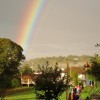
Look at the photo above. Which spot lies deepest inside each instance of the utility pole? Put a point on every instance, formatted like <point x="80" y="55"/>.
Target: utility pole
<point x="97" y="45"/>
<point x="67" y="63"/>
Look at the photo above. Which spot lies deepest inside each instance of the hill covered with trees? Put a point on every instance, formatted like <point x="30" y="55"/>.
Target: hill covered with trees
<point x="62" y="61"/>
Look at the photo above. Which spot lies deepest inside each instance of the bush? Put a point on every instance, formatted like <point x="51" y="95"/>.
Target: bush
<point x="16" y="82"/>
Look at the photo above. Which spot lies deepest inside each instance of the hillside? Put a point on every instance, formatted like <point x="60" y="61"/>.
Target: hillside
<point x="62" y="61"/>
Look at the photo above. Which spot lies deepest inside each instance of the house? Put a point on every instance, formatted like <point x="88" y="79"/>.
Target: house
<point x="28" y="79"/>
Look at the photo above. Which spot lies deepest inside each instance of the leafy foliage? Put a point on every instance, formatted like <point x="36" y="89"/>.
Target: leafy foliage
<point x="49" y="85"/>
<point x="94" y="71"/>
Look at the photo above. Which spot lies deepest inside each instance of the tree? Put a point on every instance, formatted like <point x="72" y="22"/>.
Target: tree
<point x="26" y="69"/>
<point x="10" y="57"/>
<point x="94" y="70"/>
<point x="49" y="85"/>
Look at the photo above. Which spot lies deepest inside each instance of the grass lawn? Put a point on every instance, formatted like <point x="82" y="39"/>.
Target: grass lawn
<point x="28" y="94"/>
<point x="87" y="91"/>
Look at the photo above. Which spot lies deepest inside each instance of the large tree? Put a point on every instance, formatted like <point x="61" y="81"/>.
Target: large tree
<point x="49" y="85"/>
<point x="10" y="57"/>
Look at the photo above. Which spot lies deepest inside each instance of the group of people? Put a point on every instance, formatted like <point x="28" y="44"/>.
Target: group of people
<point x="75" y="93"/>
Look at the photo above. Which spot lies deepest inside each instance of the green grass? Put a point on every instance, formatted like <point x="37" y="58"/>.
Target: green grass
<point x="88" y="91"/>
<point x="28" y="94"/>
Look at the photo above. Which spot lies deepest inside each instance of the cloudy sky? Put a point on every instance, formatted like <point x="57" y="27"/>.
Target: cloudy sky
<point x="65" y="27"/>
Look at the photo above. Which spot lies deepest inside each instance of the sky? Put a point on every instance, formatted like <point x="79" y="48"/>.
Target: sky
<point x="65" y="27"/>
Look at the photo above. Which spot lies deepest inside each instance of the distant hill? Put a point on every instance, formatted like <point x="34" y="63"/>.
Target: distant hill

_ _ _ _ _ _ _

### WHAT IS REQUIRED
Across the listing, count every line with the word "distant" in it. Answer with the number alone.

### WRITTEN RESPONSE
2